▶ _Given information_:

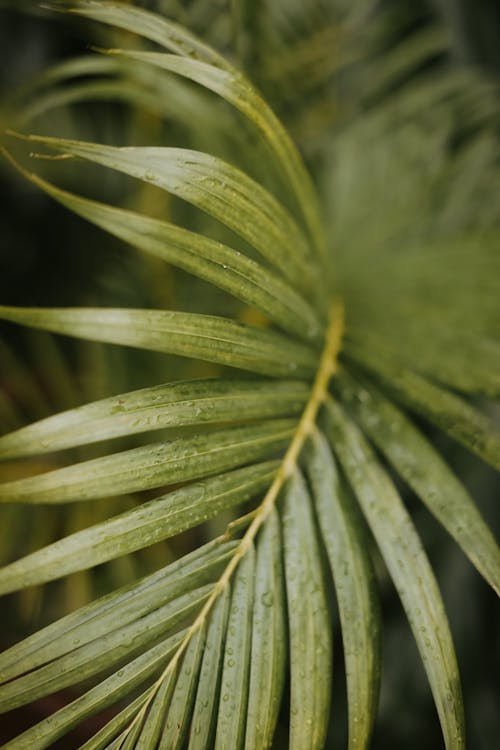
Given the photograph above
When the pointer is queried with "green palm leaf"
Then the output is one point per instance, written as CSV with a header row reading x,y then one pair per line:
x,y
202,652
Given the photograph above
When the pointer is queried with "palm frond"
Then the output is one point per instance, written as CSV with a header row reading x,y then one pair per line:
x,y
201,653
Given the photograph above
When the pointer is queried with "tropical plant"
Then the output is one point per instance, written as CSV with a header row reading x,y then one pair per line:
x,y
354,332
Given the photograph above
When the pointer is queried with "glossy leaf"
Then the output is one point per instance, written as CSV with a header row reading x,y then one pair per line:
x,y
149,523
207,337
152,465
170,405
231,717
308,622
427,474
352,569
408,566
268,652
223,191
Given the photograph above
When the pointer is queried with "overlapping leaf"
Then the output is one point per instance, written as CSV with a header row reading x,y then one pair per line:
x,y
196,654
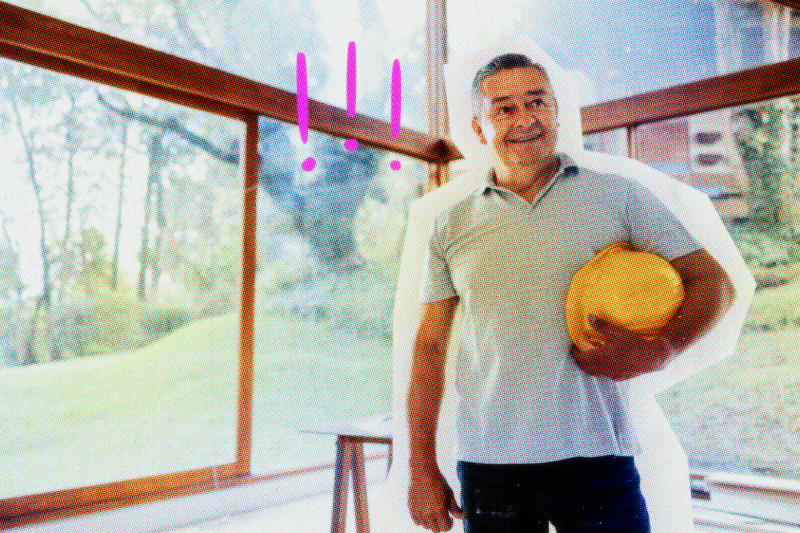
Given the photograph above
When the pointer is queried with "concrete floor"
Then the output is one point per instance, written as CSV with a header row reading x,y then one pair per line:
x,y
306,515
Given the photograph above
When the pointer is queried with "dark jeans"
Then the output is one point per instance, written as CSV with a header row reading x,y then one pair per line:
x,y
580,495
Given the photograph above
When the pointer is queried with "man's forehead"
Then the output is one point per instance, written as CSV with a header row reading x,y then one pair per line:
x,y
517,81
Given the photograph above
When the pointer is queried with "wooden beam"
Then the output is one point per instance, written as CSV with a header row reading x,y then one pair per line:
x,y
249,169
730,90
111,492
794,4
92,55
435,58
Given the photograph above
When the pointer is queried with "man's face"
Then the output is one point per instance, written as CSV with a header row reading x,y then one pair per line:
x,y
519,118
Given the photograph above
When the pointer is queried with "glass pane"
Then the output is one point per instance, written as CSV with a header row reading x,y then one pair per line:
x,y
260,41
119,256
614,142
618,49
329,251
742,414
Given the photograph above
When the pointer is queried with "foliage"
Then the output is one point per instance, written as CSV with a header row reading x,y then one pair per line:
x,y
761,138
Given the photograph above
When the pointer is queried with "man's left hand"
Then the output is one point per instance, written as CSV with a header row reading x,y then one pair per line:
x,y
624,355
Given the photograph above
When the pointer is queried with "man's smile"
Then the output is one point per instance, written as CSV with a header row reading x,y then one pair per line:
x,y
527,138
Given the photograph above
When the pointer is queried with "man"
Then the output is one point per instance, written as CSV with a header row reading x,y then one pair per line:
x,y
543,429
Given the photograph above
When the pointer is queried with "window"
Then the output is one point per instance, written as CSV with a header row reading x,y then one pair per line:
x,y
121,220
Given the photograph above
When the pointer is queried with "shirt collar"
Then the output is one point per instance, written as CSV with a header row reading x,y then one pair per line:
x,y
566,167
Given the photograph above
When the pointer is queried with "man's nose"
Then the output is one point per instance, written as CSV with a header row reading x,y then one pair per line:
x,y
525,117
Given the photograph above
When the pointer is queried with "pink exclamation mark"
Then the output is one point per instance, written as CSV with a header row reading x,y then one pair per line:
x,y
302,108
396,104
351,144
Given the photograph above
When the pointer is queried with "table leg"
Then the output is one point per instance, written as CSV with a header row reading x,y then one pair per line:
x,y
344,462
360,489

▶ _To be done_: Output the records above exactly as they are, leaving out the pictures.

▶ _Full answer_:
Given the photograph above
When the pointer is queried with "green palm leaf"
Then the output is one point per instance, written as CSV with a header row reading x,y then one pair per line:
x,y
202,652
Given the photograph above
When the pointer is queried with "palm frond"
Then the output is one point per instance, written as CSV with a header row reading x,y then one pair per line:
x,y
201,653
Given the photograph above
When the pointer is queried with "tropical plant"
Then the output is one point per instance, written as CSV with a header row reading x,y then one pair per line:
x,y
354,332
Given the photograph above
When the pointer is queried with "glossy leaf"
Then the output is one point per instance, written as CSV with a header row reading x,y then one pair per line:
x,y
149,523
207,337
152,465
170,405
231,717
308,622
427,474
352,569
408,566
268,652
223,191
Given the photograph above
When the pointer is queried with "overlapping leaf"
Then the output is one point per instance, written as CSV with a header row reading x,y then one pair per line:
x,y
196,654
Given the photograph above
When the pointer is queried with "concrete floor"
Then the output is one point per instance, written as CSV with a header row reading x,y then one pair per line:
x,y
306,515
Given the photograph above
When the pointer is queried with "dark jeans"
Then the output is one point per instance, written as CSV with a header row reading x,y then one pair per line:
x,y
580,495
Given the photograph above
When the pointer is queried with "man's forehead"
Then the output is one point per instance, written as CSV with a header row reading x,y then one pair per line:
x,y
517,81
Given the photograph above
When the pointer is queried with "wooden beam"
Then the output is one point per instance, written as CSV with a header row reading x,y then one pair per line:
x,y
249,169
730,90
111,492
794,4
92,55
435,58
Given the photograph above
When the pointer is queried with "man's face"
Then the output is one point per instance, written as CSV with a header row reading x,y then one pair per line:
x,y
519,118
Given the photograph above
When the pointer is queried with "glass pane"
Then the output is one point per instance, written as CSV with a header row reading x,y then one pair per line:
x,y
260,41
119,256
614,142
618,49
329,251
742,414
Given the photograph above
When the pointer is queried with "foliage"
Then the output is one point per instance, written as CSV with a header row reading x,y then one pair per line:
x,y
761,138
Given the photograph above
When the pointer is queried with "man's left hand"
Then the output is one point per instance, written as CSV with a header row reading x,y then one pair per line:
x,y
624,355
Given the photograph above
When the pointer is queried with "man's smile"
Then the output is one point per instance, written as CSV with a header row reading x,y then one pair per line:
x,y
527,138
Given the photograph above
When the pointer is queried with "man"
Then the output is one point per instance, written as CSV with a header row reading x,y then one pair per line:
x,y
543,429
Given the photograph above
When the pointer is queried with "window"
Then the output is one point per instance, written as CSV with a header row reading x,y then one pair per line:
x,y
121,220
Given the photograph above
When the pointer is queried with "shirt collar"
Then the output is one point per instance, written as CSV with a header row reading x,y then one pair per line:
x,y
566,167
Given the photograph above
When the pointer is queried with "man's nose"
Then the output is one point per instance, written as CSV with a header row reading x,y then one pair per line:
x,y
525,117
Given the photograph above
When the pointer is queried with "pink exclamation mark"
Then the output is one point per instance, written as CSV with a header row reading x,y then one pair per line:
x,y
302,108
396,104
351,144
Given the photograph above
When the pointer is queried with "table leg"
Then the output is one point per instance, written as CSV with a header row reading x,y then one pair per line:
x,y
344,462
360,489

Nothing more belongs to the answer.